* YOUR OBJECTIVE *
Repeat the entries verbatim.

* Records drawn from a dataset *

--- START ---

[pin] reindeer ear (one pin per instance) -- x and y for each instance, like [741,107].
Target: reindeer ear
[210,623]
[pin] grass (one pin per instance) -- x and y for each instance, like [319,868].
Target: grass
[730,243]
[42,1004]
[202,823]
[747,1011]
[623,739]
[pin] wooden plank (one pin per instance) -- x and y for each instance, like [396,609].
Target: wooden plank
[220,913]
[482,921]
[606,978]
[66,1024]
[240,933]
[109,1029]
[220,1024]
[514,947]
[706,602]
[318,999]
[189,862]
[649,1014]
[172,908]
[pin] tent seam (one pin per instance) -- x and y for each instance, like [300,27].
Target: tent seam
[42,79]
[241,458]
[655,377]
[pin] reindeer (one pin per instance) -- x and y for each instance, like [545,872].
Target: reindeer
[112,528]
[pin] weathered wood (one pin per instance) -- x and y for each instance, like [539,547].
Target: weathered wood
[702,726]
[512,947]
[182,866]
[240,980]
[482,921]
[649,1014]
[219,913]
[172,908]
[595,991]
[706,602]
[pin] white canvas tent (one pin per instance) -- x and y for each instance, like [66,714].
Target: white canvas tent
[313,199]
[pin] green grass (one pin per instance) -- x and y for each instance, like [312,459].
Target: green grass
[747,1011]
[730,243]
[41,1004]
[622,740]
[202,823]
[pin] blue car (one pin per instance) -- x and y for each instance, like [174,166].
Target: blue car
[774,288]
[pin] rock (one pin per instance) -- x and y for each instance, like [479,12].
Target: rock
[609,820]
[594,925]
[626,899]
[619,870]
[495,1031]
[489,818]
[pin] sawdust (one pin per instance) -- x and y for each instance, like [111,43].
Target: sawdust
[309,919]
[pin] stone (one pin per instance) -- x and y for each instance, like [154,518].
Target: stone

--- END ---

* TASK SOLUTION *
[pin] reindeer ear (one pin per instance) -- x and y for each instance, like [741,107].
Target: reindeer ear
[210,623]
[pin] grass (one pin per instance) -- x and y for each instance, like [319,868].
Target: grass
[730,243]
[42,1004]
[202,823]
[747,1011]
[623,739]
[pin] wooden plank (one pin per instance) -- x and y for each instance, like [396,609].
Target: wooden plank
[220,913]
[482,921]
[606,978]
[66,1024]
[240,933]
[109,1029]
[220,1024]
[514,947]
[706,602]
[318,999]
[189,862]
[649,1014]
[172,908]
[pin] tent seam (one pin per instance) -- x and y for each instance, like [300,27].
Target: tent seam
[42,79]
[241,458]
[655,377]
[pin] reindeer (one pin per instance) -- x and y for each instance, like [545,872].
Target: reindeer
[112,528]
[pin] weathered wood (one pin per instance) -- x and y for each instance, like [539,547].
Target: weathered wood
[702,726]
[512,947]
[182,866]
[240,980]
[482,921]
[649,1014]
[219,913]
[172,908]
[595,991]
[706,602]
[pin] white canvas tent (one pin per instance) -- x and y for each instance, like [66,714].
Target: white canvas tent
[313,199]
[pin] green grass (one pin per instance) -- x and y for each instance, like [312,459].
Target: green grass
[747,1011]
[730,243]
[41,1004]
[622,740]
[202,823]
[pin] blue car (one pin per instance) -- x and y for each instance, like [174,166].
Target: blue car
[774,288]
[pin] rock (one pin per instance) -- x and y for each instance, like [479,12].
Target: rock
[609,820]
[594,925]
[626,899]
[619,870]
[495,1031]
[489,818]
[pin] sawdust (one pin per instance) -- x and y for each instance, like [111,43].
Target: sawdust
[309,919]
[pin] stone (one pin per instance) -- x and y for each instance, like [154,518].
Target: stone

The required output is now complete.